**WHAT TO PRODUCE**
How many lines in the records below contain the string "stone"? Case counts, so match it exactly, and reply with the number alone.

**RECORDS SHOWN**
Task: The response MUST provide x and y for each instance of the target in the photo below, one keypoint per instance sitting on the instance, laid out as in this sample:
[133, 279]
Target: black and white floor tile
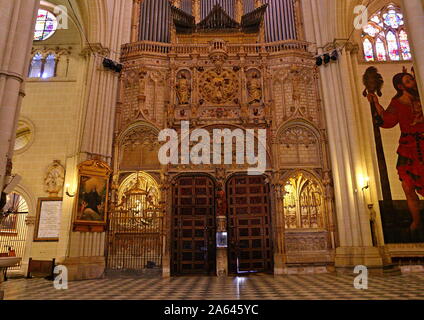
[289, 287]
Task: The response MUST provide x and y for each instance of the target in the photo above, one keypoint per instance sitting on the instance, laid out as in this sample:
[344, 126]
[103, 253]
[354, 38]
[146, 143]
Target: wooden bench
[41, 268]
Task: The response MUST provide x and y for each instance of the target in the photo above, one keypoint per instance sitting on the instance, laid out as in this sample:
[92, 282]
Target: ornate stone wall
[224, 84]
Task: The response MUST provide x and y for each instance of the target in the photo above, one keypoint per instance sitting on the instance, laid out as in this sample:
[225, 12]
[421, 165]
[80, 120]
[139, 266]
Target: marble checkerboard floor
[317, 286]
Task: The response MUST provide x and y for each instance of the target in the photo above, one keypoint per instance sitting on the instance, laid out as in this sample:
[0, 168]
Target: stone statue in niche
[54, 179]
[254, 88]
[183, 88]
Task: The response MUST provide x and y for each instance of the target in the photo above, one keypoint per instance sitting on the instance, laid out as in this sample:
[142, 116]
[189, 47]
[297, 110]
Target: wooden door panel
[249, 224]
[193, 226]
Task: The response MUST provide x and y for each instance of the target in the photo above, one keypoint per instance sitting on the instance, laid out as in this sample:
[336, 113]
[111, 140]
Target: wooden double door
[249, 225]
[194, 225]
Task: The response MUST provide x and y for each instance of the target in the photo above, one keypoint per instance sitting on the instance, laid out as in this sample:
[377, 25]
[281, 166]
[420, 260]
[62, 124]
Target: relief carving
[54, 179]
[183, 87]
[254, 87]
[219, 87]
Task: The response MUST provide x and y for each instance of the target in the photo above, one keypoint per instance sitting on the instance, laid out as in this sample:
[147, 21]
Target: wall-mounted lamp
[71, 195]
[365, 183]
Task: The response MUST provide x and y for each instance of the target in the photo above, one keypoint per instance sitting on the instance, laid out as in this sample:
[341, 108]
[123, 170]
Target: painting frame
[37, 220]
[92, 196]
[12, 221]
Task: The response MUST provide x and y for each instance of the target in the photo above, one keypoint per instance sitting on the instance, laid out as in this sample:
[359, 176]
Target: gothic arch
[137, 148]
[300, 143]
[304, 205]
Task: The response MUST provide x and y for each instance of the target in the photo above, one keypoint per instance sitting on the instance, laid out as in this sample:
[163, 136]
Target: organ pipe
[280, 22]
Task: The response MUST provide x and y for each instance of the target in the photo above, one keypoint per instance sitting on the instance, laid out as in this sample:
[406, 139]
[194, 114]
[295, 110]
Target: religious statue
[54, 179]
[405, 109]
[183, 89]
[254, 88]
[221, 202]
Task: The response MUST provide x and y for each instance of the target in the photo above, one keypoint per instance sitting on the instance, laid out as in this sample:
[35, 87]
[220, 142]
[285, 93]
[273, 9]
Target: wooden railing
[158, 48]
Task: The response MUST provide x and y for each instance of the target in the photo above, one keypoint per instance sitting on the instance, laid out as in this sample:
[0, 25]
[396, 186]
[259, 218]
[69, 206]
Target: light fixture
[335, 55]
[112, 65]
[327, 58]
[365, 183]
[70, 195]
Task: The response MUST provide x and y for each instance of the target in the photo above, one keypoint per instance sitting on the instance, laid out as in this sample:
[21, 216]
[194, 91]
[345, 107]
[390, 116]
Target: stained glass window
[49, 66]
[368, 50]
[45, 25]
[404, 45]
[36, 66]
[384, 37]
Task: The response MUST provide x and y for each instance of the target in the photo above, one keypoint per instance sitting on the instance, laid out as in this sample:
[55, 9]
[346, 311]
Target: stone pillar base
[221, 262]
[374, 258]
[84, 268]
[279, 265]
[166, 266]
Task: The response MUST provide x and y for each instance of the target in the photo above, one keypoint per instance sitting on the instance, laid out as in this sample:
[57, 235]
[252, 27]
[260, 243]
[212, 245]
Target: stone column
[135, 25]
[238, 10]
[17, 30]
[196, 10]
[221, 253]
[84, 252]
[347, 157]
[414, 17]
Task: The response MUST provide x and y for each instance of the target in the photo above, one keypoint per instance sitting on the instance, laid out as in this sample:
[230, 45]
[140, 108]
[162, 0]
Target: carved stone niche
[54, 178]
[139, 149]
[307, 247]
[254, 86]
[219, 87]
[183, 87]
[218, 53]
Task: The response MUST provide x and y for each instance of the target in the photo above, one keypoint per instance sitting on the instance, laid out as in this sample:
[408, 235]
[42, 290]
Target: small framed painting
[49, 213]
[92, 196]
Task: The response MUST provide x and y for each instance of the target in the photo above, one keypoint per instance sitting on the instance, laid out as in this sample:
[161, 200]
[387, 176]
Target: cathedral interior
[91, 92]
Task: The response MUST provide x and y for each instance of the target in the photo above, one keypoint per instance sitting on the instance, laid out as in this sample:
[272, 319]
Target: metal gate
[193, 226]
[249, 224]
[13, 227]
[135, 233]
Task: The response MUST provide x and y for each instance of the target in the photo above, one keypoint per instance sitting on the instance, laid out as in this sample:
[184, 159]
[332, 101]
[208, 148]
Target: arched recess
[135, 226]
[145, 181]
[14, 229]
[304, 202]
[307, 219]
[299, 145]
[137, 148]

---

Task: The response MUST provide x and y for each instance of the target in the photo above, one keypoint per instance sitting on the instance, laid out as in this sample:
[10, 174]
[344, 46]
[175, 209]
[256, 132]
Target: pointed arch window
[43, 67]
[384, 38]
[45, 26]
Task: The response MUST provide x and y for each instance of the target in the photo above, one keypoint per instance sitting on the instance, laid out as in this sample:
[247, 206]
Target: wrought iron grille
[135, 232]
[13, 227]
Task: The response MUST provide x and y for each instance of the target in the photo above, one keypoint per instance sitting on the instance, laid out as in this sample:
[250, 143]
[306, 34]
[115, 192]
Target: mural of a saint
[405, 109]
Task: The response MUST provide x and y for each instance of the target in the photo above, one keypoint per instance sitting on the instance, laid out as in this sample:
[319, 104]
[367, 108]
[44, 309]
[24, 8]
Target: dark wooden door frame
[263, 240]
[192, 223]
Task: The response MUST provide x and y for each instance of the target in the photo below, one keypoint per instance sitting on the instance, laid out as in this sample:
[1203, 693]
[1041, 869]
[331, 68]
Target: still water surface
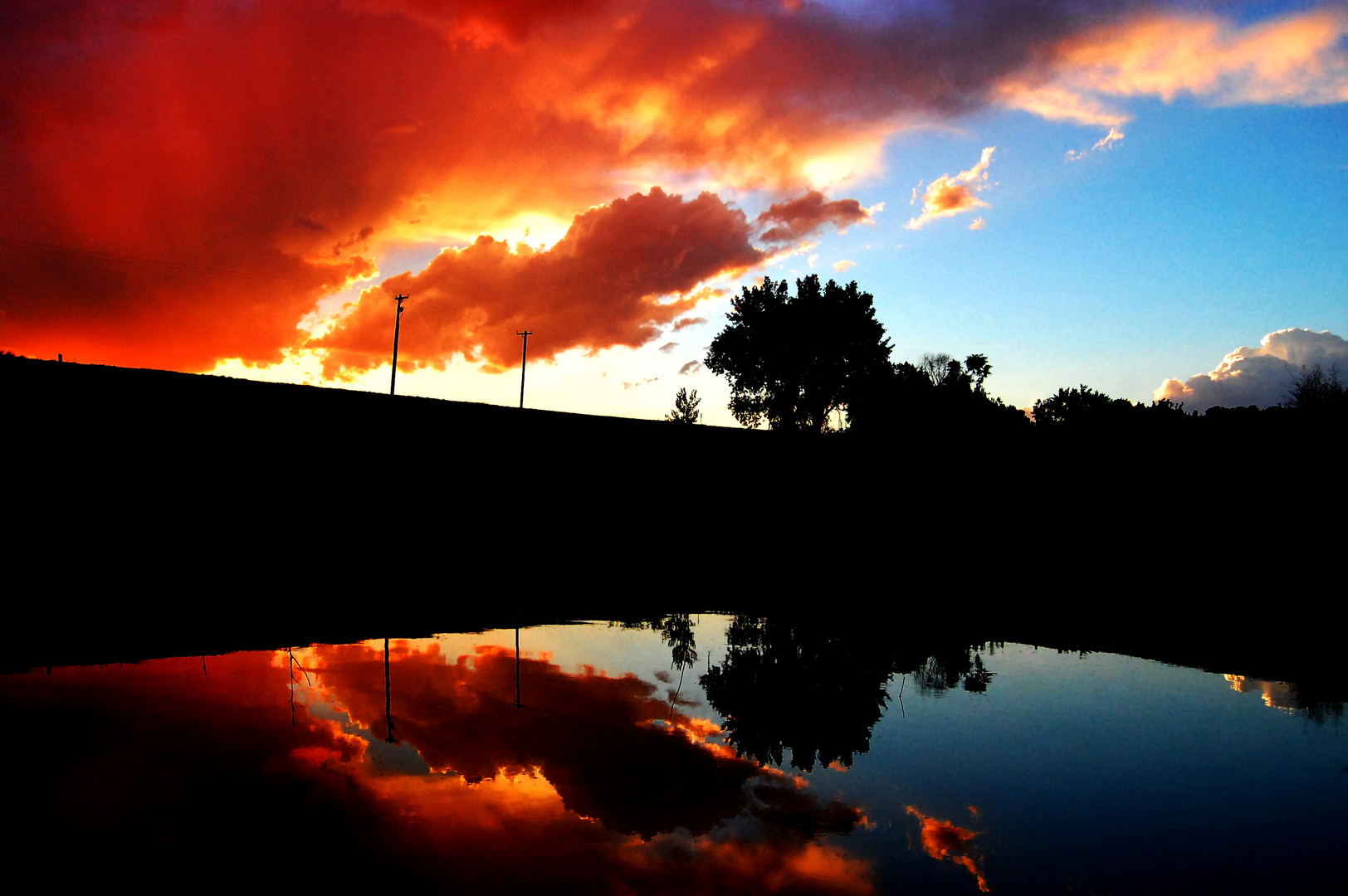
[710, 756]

**FULL RESPONSE**
5